= QUOTED PASSAGE =
Ain't It Strange

So I guess we're all pretty weird, huh? With the Things? I have to say, I had no idea so many people shared the same Wooden Spoon Thing with me; I was kind of expecting an overruling girl you crazy, with maybe one kindred spirit or two thrown in, but it turns out that an awful lot of you knew exactly what I was talking about in terms of hating the feel and texture of an innocuous wooden spoon. By the way, my mum stirred gravy with one last night while she was making the world's best shepherd's pie and I actually had to leave the room. Especially when Sean caught on to what was happening, and bounded into the kitchen, picking up the other wooden spoon and running it all over his face, while shrieking IT'S TOUCHING MY SKIN, OOOH, OOOH, IT'S TOUCHING MY SKIN!

We may be rethinking the engagement.

I was surprised to find out that a large number of people detest the feel of cotton balls, of velvet, and of wet paper (pah, you guys are wimps! I can't believe---no, I didn't mean it! Get away from me with that wooden spoon!) but my favorite comment had to come from Jane, who shared that her what her mother simply cannot stand is the sound of someone cutting paper......ON TELEVISION. It's totally fine, apparently, for someone to be cutting paper live and in person, right next to Jane's mother in the same room, but if they're cutting paper on television? That is Jane's mother's Thing.

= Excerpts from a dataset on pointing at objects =
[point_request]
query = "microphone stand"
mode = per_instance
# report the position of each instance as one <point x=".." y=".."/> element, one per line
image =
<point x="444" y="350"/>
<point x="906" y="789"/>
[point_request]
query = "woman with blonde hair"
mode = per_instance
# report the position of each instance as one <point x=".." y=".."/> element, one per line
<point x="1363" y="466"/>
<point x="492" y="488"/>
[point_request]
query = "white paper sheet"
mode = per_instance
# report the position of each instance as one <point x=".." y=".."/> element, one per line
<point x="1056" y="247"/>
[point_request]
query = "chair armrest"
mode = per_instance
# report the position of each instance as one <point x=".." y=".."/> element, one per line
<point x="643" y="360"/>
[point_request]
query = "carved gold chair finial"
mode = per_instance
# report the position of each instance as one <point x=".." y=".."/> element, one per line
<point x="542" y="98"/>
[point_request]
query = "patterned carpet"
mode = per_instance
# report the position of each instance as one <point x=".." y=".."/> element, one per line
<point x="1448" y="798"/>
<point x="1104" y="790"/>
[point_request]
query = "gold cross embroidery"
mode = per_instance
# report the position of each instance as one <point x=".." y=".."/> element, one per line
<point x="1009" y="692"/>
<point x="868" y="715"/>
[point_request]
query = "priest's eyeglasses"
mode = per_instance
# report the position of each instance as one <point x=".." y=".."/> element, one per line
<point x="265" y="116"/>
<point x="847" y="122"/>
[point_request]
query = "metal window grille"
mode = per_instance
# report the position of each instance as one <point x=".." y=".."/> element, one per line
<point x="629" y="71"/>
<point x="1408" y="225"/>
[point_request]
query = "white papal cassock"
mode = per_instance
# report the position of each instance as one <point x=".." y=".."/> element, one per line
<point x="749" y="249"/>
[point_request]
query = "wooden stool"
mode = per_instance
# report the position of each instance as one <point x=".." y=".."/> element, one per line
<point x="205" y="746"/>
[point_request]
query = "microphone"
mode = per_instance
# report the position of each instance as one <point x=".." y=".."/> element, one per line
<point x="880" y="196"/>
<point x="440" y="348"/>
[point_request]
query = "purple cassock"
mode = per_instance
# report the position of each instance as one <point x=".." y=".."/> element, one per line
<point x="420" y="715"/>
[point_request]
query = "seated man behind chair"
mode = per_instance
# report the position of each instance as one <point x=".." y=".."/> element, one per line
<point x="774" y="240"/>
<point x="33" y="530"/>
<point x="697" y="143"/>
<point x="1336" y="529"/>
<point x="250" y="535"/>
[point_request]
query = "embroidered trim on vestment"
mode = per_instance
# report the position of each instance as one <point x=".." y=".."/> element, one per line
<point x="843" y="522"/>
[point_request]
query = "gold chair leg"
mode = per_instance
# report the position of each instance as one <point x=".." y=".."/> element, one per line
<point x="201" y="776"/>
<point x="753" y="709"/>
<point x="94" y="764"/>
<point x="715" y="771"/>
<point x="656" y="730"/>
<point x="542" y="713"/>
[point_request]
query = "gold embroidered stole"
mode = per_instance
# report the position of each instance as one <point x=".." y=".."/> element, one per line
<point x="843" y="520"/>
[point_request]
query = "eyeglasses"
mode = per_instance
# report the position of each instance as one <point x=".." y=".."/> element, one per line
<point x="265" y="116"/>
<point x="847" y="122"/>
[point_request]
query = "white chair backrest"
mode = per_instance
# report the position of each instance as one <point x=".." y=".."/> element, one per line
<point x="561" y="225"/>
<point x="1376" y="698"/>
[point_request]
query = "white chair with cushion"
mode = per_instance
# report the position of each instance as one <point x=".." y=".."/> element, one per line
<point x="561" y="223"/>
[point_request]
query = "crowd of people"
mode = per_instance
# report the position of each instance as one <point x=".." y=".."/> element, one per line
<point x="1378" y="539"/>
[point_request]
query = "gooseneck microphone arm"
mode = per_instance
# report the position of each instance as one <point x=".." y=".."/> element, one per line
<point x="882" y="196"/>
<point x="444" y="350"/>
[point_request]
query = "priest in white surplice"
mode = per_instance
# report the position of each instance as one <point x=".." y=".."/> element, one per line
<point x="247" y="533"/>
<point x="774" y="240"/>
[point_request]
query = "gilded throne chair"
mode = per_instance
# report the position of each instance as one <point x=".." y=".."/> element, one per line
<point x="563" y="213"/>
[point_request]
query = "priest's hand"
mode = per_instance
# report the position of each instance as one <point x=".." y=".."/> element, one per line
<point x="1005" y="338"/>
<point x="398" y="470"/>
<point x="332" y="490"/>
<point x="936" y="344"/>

= INSTRUCTIONS =
A. Reproduce word for word the part of the blog post about odd sensory aversions between "We may be rethinking" and "Jane's mother's Thing.", inclusive.
B. Carry on the blog post about odd sensory aversions from the point where it stops.
These lines aren't needed for anything here.

= THE RESPONSES =
A.
We may be rethinking the engagement.

I was surprised to find out that a large number of people detest the feel of cotton balls, of velvet, and of wet paper (pah, you guys are wimps! I can't believe---no, I didn't mean it! Get away from me with that wooden spoon!) but my favorite comment had to come from Jane, who shared that her what her mother simply cannot stand is the sound of someone cutting paper......ON TELEVISION. It's totally fine, apparently, for someone to be cutting paper live and in person, right next to Jane's mother in the same room, but if they're cutting paper on television? That is Jane's mother's Thing.

B.
This made me very curious about how Jane's mother would feel about a YouTube video of someone cutting paper. Or if I would get the same reaction if I Skyped her and then cut some paper so she saw (and heard) me cutting it on the webcam. Not that I'm going to do this, of course, because if I did try and test the theories behind Jane's mother's Thing, Jane's mother would probably overnight me a box of a hundred wooden spoons in retaliation and get Sean to hide them around the apartment. But still.

(By the way, I never even told you about my other Thing, which is very, very big objects being next to very, very small objects, so that the balance is way off. Like a canteloupe next to a pea? Freaks me out. I cannot deal with it. The worst manifestation of this, however, is when I inadvertently see those Salvador Dali pictures where the elephants have really, really skinny legs. Even just googling this to show you what I'm talking about had me breathing into a paper bag. Which, incidentally, is how I read most of the comments on the last post, as you all went into such detail about your Things. I was cringing and shivering with almost every one.)

Onto more pleasant topics (please? can we?), Sean and I are heading down to San Diego tomorrow morning and while in most other parts of the country, "the weather" would undoubtedly be at the top of the list of Reasons A Weekend In San Diego Is Awesome Right Now, San Francisco has been experiencing its own little January heat wave for the past few days, with temperatures of 71-ish in the day. Ergo, I am not quite so desperate to head south and don flip-flops as I might have been otherwise, but what I am excited about is that we're finally flying Virgin America.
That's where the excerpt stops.